DOCUMENT EXCERPT →
Bug report: duplicates aren’t really sorted

I perform a lot of duplicate searches these days. I sort the duplicates according to different criteria so that I decide manually which files I would keep. The problem is that the criteria are respected only inside the duplicate groups, but not between different duplicate groups. Duplicate groups are not sorted, they just stay there in a random order which may change a bit if you sort them differently, but it’s still random.

Real examples:
Duplicate collection sorted by file name:
g.xls
p.xls

d.doc
e.doc

I would expect:
d.doc
e.doc

g.xls
p.xls

Duplicate collection sorted by location:
p.xls Folder1
g.xls Folder2

d.doc Folder1
h.doc Folder2

c.rtf Folder1
o.rtf Folder3

I would expect:
d.doc Folder1
h.doc Folder2

p.xls Folder1
g.xls Folder2

c.rtf Folder1
o.rtf Folder3

The same principle would apply if you combine sort criteria (e.g. several sort criteria at once).

That isn't a bug. If you group, then the groups are sorted, and the files are sorted within those groups.

The thing you group by is effectively the first sort criteria.

Thanks for your answer, but I don't get it: in my first example, why would group d-e come after g-p?

Are the files grouped by filename?

Edit: No, they can't be because the names are different. So the groups are not based on the filenames, and thus the top-level sorting has nothing to do with the filenames.

The conclusion is we disagree, since I consider that duplicate groups shouldn't be put there in a random order, but they could be sorted by the same criteria as files in groups. The algorithm would be: sort files in every group by the criteria, then sort groups by the same criteria considering / starting by the first file(s) in every group, according to how they were sorted in the first step. You consider that only files inside groups should and could be sorted, thus only the first step of this algorithm could be performed.

INFORMATION PROVIDED →

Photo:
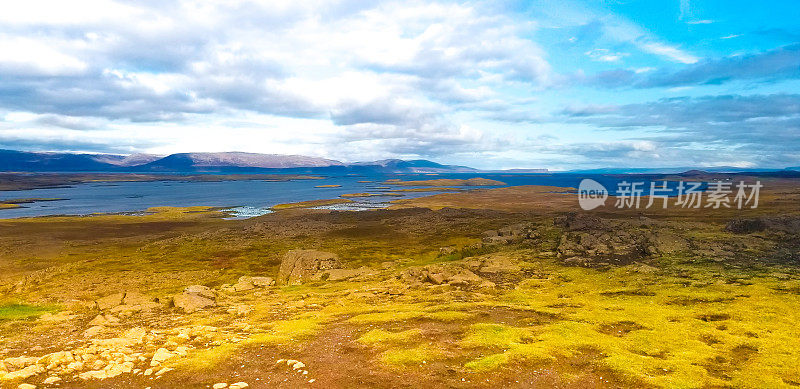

TASK A →
Decide whether each statement agrees with the bug report on duplicate sorting: (i) the poster sorts duplicates in order to decide by hand which files to keep; (ii) the reply says the thing you group by is effectively the last sort criterion; (iii) the poster ends up concluding that the groups are based on the filenames. Answer yes or no for each and quote the words of the report that decide it.
TASK B →
Extend the bug report on duplicate sorting, starting right after its last sentence.
Nothing in the material is needed here.

WRITTEN ANSWER A →
(i) Yes: "I sort the duplicates according to different criteria so that I decide manually which files I would keep."
(ii) No: "The thing you group by is effectively the first sort criteria."
(iii) No: "So the groups are not based on the filenames, and thus the top-level sorting has nothing to do with the filenames."

WRITTEN ANSWER B →
The groups aren't in random order. They are sorted by the duplicate criteria which defines the groups.

I can't understand and don't see the logic in the placement of the groups. In the first example, why did I get files in this order instead of the one I was expecting:

g.xls
p.xls

d.doc
e.doc

I was expecting this:
d.doc
e.doc

g.xls
p.xls

Remember, the file name is the only sort criterion in this example.

Post a screenshot of what you are seeing an I'll explain it to you.

Or, think about what happens if you group the file display by date:


In the screenshot above, what you are asking for would mean that the "Yesterday" group would come before the "Today" group, because the first thing in the Yesterday group starts with a 'd' while the first thing in the Today group starts with an 'L'.

The filenames in the groups are irrelevant to how the groups are sorted, because the groups are not based on the filenames in the first place.

In my screenshot, the groups are based on the file dates, so that is how the groups are sorted.

In the duplicate finder, the groups are based on whatever your duplicate criteria are, and that is how they will be sorted.

You understood me right and now I understand what you are saying and it makes sense for groups inside normal folders, but I don't agree with this explanation in duplicates. The examples I gave you before are in these 2 screenshots (sort order by name and by location).


by location.png

It appears to me now the duplicate groups are sorted relatively by size, which I didn't ask for, because the search was performed by the MD5 checksum. But sorting groups by MD5 would be irrelevant for a human being (this is a technical information for the computer), so they should be sorted by the file name, which is the only criterion visible here.


Leo, I put the screenshots here as you requested. What is your opinion or GPSoft's opinion on duplicate sorting?

When grouping, the top-level sorting is defined by the groups, as I said. They aren't grouped by name so they aren't sorted by name. (They can't be grouped by name for obvious reasons: the duplicates don't all have the same names in this case.)

I guess it would be possible to have some special code which changed the way groups are named or sorted for this one case, but that code doesn't exist right now, and I am not personally convinced it is needed.

Whichever way the duplicate groups are sorted, will end up be somewhat arbitrary. If we're talking about sorting duplicate groups by filenames/paths then, at best, it would use the first file's name/path. (But the group might contain a.xls and z.xls; does it make that much sense to sort that above another group containing d.xls and f.xls? To me it doesn't seem to matter.)

What's the real problem that the current sorting causes, anyway? What process are you performing where it matters in which order you inspect the duplicate groups to confirm which file(s) within each group you wish to delete?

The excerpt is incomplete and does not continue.